Graduate scholar Yuesong Hu (Salaita Group) has received a 2022 Predoctoral to Postdoctoral Fellow Transition (F99/K00) Award for the National Cancer Institute. The competitive award supports outstanding Ph.D. candidates as they complete their dissertation research training and transition in a timely manner to mentored, cancer-focused postdoctoral career development research positions.
In the F99 (pre-doctoral) phase, the award provides stipend, tuition and fees, and an institutional allowance. In the K00 (postdoctoral) phase, the award includes salary and fringe benefits, tuition and fees, research and career development support, and indirect costs.
Yuesong’s research at Emory has focused on developing methods to measure and elucidate the role of mechanical forces in immune response. “In the adaptive immune response, cytotoxic T lymphocyte (CTL) continuously “crawl” seeking evidence of foreign peptide fragments on the surface of other cells,” says Yuesong. “Once the T cell encounters a target cell with foreign or mutant peptides, then it is activated unleashing a potent immune response. Emerging evidence suggests that cell mechanical forces transmitted to the T cell receptor (TCR) contribute to its high specificity in antigen recognition and promote T-cell activation.” Understanding the immune response has important potential applications for cancer detection and treatment.
At Emory, Yuesong also designed a DNA-based microparticle tension sensor that allows for quantifying receptor forces in high throughput and also to measure forces at curved cell junctions. He used this assay to screen the dose-response function of drugs that modulate cell mechanics. “Because T cell responses are fine tuned by an array of co-receptors, I tested the role of mechanics in LFA-1 function,” explains Yuesong. “In this work, I demonstrated that the magnitude of LFA-1 integrin forces fine tunes TCR triggered activation and antigen discrimination. In addition, I revealed mechanically active LFA-1 defines the permissive zones for cytotoxic secretion, and suppression of LFA-1 forces significantly abrogates T-cell cytotoxicity.”
Yuesong’s award will fund further work investigating the mechano-communication between receptor forces, including the development of a DNA nano device to pattern ligands and investigate spatiotemporal colocalization of mechanical events. The device will be employed to test cell plasma membrane by engineering DNA on the surface of target cells. This will enable one to control and measure TCR-forces at authentic cell-cell junctions that mimic the chemical and physical properties of the immune synapse.

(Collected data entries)

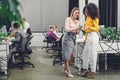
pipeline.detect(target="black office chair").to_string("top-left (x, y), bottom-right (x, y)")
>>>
top-left (51, 34), bottom-right (64, 66)
top-left (13, 36), bottom-right (35, 69)
top-left (42, 33), bottom-right (55, 51)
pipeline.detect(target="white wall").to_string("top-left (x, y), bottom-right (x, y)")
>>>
top-left (19, 0), bottom-right (68, 31)
top-left (88, 0), bottom-right (99, 6)
top-left (79, 0), bottom-right (85, 26)
top-left (117, 0), bottom-right (120, 28)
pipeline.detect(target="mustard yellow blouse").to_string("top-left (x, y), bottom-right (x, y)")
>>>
top-left (84, 16), bottom-right (99, 38)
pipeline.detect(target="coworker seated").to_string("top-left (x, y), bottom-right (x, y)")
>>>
top-left (10, 23), bottom-right (27, 62)
top-left (46, 25), bottom-right (60, 41)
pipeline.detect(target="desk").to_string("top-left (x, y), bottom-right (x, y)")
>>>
top-left (74, 40), bottom-right (120, 70)
top-left (97, 41), bottom-right (120, 70)
top-left (0, 42), bottom-right (10, 74)
top-left (74, 37), bottom-right (85, 71)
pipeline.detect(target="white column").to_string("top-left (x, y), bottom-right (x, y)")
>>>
top-left (79, 0), bottom-right (85, 26)
top-left (117, 0), bottom-right (120, 28)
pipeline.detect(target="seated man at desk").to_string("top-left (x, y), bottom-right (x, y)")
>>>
top-left (10, 23), bottom-right (27, 62)
top-left (46, 25), bottom-right (60, 41)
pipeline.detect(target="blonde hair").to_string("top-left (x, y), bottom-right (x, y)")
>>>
top-left (70, 7), bottom-right (79, 17)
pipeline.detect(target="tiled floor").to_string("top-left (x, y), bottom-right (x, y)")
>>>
top-left (0, 34), bottom-right (120, 80)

Set of tasks »
a) From the article on Yuesong Hu's fellowship, extract the part between "Graduate scholar Yuesong" and "and indirect costs.", inclusive.
b) According to the article on Yuesong Hu's fellowship, what does the award provide during the F99 (pre-doctoral) phase?
The records have no connection to the article.

Solutions per task »
a)
Graduate scholar Yuesong Hu (Salaita Group) has received a 2022 Predoctoral to Postdoctoral Fellow Transition (F99/K00) Award for the National Cancer Institute. The competitive award supports outstanding Ph.D. candidates as they complete their dissertation research training and transition in a timely manner to mentored, cancer-focused postdoctoral career development research positions.
In the F99 (pre-doctoral) phase, the award provides stipend, tuition and fees, and an institutional allowance. In the K00 (postdoctoral) phase, the award includes salary and fringe benefits, tuition and fees, research and career development support, and indirect costs.

b) A stipend, tuition and fees, and an institutional allowance.